──────── SUPPLIED MATERIAL ────────

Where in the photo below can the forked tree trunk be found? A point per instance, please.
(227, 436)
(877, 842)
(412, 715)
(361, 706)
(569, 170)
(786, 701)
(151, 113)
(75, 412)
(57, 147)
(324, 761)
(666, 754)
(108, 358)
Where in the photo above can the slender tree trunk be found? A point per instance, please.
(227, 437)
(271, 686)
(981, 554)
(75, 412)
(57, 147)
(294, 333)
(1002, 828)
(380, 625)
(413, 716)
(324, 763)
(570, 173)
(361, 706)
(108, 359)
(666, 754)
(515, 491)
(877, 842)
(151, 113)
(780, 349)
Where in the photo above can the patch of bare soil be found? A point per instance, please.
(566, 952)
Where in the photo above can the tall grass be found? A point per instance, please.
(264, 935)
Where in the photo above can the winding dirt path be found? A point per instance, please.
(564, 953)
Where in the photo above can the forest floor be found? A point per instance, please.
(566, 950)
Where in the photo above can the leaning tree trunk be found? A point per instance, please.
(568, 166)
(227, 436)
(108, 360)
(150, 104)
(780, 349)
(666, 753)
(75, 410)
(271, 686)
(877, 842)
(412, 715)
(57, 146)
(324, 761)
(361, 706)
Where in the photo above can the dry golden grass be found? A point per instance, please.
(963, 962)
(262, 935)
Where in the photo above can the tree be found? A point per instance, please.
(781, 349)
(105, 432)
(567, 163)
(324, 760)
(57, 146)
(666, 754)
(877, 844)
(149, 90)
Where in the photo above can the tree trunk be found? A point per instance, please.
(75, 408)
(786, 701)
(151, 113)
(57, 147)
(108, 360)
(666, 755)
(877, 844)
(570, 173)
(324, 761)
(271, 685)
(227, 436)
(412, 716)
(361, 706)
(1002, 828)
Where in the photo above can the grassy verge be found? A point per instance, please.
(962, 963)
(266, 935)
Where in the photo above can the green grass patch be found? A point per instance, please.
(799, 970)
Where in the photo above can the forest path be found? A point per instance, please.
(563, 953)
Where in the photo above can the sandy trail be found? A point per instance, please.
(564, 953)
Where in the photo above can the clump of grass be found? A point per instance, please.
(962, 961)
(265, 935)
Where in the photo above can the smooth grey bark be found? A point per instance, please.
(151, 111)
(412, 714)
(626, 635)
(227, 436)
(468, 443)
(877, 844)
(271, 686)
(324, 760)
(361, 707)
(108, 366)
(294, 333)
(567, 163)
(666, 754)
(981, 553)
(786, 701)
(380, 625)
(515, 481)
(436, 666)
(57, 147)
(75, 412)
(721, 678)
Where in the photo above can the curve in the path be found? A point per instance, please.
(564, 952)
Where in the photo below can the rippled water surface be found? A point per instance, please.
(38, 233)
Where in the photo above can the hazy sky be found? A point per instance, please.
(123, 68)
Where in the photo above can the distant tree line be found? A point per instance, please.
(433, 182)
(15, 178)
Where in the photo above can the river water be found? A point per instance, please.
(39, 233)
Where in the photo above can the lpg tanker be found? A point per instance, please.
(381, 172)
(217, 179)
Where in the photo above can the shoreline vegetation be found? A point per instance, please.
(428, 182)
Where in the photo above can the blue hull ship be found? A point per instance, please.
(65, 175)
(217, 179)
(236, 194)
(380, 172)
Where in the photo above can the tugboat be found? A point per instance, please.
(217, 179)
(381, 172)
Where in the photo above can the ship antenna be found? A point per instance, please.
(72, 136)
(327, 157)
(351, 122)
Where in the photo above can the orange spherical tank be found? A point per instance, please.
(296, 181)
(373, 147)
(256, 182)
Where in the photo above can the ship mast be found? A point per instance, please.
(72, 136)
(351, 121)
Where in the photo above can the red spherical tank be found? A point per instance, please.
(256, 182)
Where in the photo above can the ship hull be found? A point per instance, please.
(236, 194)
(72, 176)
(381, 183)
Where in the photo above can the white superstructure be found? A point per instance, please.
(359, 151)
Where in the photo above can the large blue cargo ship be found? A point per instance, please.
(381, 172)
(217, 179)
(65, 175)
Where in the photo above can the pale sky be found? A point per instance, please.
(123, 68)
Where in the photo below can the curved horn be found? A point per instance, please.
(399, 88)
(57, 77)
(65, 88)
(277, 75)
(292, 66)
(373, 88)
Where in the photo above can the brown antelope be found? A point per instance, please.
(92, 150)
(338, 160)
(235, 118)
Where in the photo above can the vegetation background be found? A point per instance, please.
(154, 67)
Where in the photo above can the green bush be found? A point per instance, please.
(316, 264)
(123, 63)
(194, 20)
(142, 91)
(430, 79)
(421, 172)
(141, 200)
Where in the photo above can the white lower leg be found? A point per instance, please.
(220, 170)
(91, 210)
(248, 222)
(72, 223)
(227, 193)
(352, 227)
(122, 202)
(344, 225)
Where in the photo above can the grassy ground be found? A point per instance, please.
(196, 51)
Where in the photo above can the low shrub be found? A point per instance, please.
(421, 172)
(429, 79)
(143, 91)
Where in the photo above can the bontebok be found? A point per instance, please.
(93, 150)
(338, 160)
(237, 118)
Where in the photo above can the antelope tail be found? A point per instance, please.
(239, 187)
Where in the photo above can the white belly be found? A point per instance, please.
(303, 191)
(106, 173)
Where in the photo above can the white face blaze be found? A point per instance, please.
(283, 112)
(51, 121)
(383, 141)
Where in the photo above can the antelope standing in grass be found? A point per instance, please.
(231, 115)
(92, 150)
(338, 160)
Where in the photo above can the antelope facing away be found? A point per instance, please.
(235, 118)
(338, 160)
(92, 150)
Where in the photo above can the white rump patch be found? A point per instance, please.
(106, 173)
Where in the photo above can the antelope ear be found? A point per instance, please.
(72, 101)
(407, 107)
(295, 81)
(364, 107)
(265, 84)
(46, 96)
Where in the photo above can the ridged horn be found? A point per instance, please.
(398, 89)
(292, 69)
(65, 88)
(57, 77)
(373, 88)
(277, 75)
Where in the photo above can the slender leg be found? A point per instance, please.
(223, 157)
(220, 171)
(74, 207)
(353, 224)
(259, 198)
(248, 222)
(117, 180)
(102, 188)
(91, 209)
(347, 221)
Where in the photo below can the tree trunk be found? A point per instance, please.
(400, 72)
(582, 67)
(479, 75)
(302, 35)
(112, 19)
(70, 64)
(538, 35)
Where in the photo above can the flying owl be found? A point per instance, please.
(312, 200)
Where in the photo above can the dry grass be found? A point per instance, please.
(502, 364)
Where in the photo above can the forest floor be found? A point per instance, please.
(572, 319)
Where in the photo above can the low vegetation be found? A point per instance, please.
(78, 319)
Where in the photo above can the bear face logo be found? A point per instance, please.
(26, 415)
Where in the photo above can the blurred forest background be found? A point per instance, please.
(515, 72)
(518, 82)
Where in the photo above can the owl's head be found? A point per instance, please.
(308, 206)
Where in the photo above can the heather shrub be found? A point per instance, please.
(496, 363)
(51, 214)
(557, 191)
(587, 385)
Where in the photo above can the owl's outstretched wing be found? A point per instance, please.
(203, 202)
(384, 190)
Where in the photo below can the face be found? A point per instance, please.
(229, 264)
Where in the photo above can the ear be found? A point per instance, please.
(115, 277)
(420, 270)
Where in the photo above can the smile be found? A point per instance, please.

────────

● REQUIRED TASK: Repeat every entry exactly, please.

● RESPONSE BELOW:
Where in the photo below can the forked tree trunk be found? A point per instance, please.
(227, 436)
(877, 842)
(412, 715)
(361, 706)
(569, 170)
(786, 701)
(151, 113)
(75, 412)
(57, 147)
(324, 761)
(666, 754)
(108, 358)
Where in the photo above can the slender tree trunk be found? A point per instance, please.
(227, 437)
(271, 686)
(981, 554)
(75, 412)
(57, 147)
(294, 333)
(1002, 828)
(380, 625)
(413, 716)
(324, 763)
(570, 173)
(361, 706)
(108, 359)
(666, 754)
(515, 491)
(877, 842)
(151, 113)
(780, 349)
Where in the photo above can the patch of bare soil be found? A point per instance, please.
(566, 952)
Where in the photo above can the tall grass be found? A point per instance, please.
(264, 935)
Where in the photo above can the winding dirt path be found? A point per instance, please.
(564, 953)
Where in the photo above can the forest floor be found? A point per instance, please.
(566, 950)
Where in the photo above can the leaning tree trunk be found? A point per instance, please.
(568, 166)
(227, 436)
(108, 360)
(150, 104)
(780, 349)
(666, 753)
(75, 410)
(271, 686)
(877, 842)
(412, 715)
(57, 146)
(324, 761)
(361, 706)
Where in the photo above can the dry golden grass be found? A point per instance, please.
(963, 962)
(262, 935)
Where in the photo above can the tree be found? A point per instance, please.
(781, 349)
(105, 432)
(567, 163)
(324, 760)
(57, 146)
(666, 754)
(877, 844)
(149, 90)
Where in the photo above can the tree trunk be found? A point per instance, please.
(75, 408)
(786, 701)
(151, 113)
(57, 147)
(108, 360)
(666, 755)
(877, 844)
(570, 173)
(324, 761)
(271, 685)
(227, 436)
(412, 716)
(361, 706)
(1002, 828)
Where in the photo above can the grassy verge be found? A point per instance, please.
(962, 963)
(266, 935)
Where in the photo above can the green grass patch be found? A point per instance, please.
(799, 970)
Where in the photo above can the forest path be found? A point per instance, please.
(563, 953)
Where in the photo above can the sandy trail be found? A point per instance, please.
(564, 953)
Where in the photo above can the clump of grass be found? A point per instance, please.
(962, 961)
(265, 935)
Where in the photo above can the smooth grey bark be found? A point per instance, please.
(151, 111)
(412, 714)
(626, 635)
(227, 436)
(468, 443)
(877, 844)
(271, 686)
(324, 760)
(361, 707)
(108, 366)
(294, 333)
(567, 163)
(666, 754)
(981, 553)
(786, 701)
(380, 625)
(515, 481)
(436, 666)
(57, 147)
(75, 412)
(721, 678)
Where in the photo above can the curve in the path be found? A point per instance, please.
(564, 952)
Where in the photo below can the rippled water surface be found? A point per instance, please.
(38, 233)
Where in the photo above can the hazy sky be found? A point per instance, please.
(123, 68)
Where in the photo above can the distant tree line be found? A point per instance, please.
(433, 182)
(15, 178)
Where in the photo above can the river water be found? A point per instance, please.
(39, 233)
Where in the photo above can the lpg tanker be found? A point per instance, please.
(381, 172)
(217, 179)
Where in the photo above can the shoreline vegetation be found? A point per instance, please.
(428, 182)
Where in the photo above can the blue hull ship be found? A point per instance, please.
(65, 175)
(217, 179)
(236, 194)
(380, 172)
Where in the photo above can the tugboat be found? A point per instance, please.
(217, 179)
(381, 172)
Where in the photo above can the ship antenna be found? A point per instance, please.
(72, 136)
(327, 157)
(351, 122)
Where in the photo above can the orange spherical tank be found? A point per instance, please.
(296, 181)
(373, 147)
(256, 182)
Where in the photo above can the ship mast be found? A point per instance, please.
(72, 136)
(351, 121)
Where in the photo above can the red spherical tank be found? A point per instance, please.
(256, 182)
Where in the photo above can the ship hull be found? A point per instance, please.
(236, 194)
(72, 176)
(381, 183)
Where in the photo above can the white superstructure be found? A point per instance, please.
(359, 151)
Where in the photo above can the large blue cargo ship be found? A point per instance, please.
(381, 172)
(217, 179)
(65, 175)
Where in the photo above can the pale sky be found? A point per instance, please.
(123, 68)
Where in the photo below can the curved horn be found? A point per instance, please.
(399, 88)
(57, 77)
(65, 88)
(277, 75)
(292, 66)
(373, 88)
Where in the photo above can the brown antelope be found? A point per instance, please.
(92, 150)
(338, 160)
(235, 118)
Where in the photo above can the vegetation background be found? A point per instance, please.
(154, 67)
Where in the photo above can the green bush be found? A point per instance, please.
(316, 264)
(123, 63)
(194, 20)
(142, 91)
(430, 79)
(421, 172)
(141, 200)
Where in the photo above can the white lower leg be found? A point per instance, please.
(220, 170)
(91, 210)
(248, 222)
(72, 223)
(227, 193)
(352, 227)
(122, 202)
(344, 225)
Where in the photo above can the grassy ground be found? A point per instance, please.
(196, 51)
Where in the photo above can the low shrub be found? A point per instance, please.
(421, 172)
(429, 79)
(143, 91)
Where in the photo above can the bontebok be found? A point per instance, please.
(93, 150)
(338, 160)
(237, 118)
Where in the photo above can the antelope tail be found? A point per instance, please.
(239, 187)
Where in the photo above can the white belly be found? A point per instance, please.
(303, 191)
(106, 173)
Where in the photo above can the white face blaze be found? A point per instance, please.
(283, 112)
(51, 121)
(383, 141)
Where in the photo above can the antelope standing in grass be found? A point per instance, please.
(231, 115)
(92, 150)
(338, 160)
Where in the photo above can the antelope facing away be found? A point per instance, please.
(235, 118)
(338, 160)
(92, 150)
Where in the photo above can the white rump patch be found? A point per instance, please.
(106, 173)
Where in the photo above can the antelope ear be found? A point per instance, please.
(72, 101)
(407, 107)
(295, 81)
(364, 107)
(265, 84)
(46, 96)
Where in the photo above can the ridged horn be found? A point per instance, please.
(398, 89)
(292, 69)
(65, 88)
(57, 77)
(373, 88)
(277, 75)
Where in the photo above can the slender leg be found? A point per instance, please.
(223, 157)
(220, 171)
(74, 207)
(353, 224)
(259, 198)
(248, 222)
(117, 180)
(102, 188)
(91, 209)
(347, 221)
Where in the photo below can the tree trunk be found? A point per instance, please.
(400, 72)
(582, 67)
(479, 75)
(302, 35)
(112, 19)
(70, 64)
(538, 35)
Where in the photo above can the flying owl be found? A point per instance, please.
(312, 200)
Where in the photo above can the dry grass be found? A point per instance, please.
(502, 364)
Where in the photo above can the forest floor be found? A point per instance, please.
(572, 319)
Where in the photo above can the low vegetation be found? A point per instance, please.
(78, 319)
Where in the photo above can the bear face logo be found? A point per instance, please.
(26, 415)
Where in the photo above can the blurred forest background be found? A point per instance, please.
(515, 72)
(518, 82)
Where in the photo above can the owl's head be found? A point per instance, please.
(308, 206)
Where in the photo above can the heather shrub be found? A point per instance, please.
(496, 363)
(51, 214)
(557, 191)
(587, 385)
Where in the photo above can the owl's outstretched wing be found? A point per instance, please.
(203, 202)
(384, 190)
Where in the photo below can the face be found? A point per instance, please.
(229, 264)
Where in the photo above can the ear be found? A point per instance, please.
(115, 277)
(420, 270)
Where in the photo above can the smile be found? A point per instance, please.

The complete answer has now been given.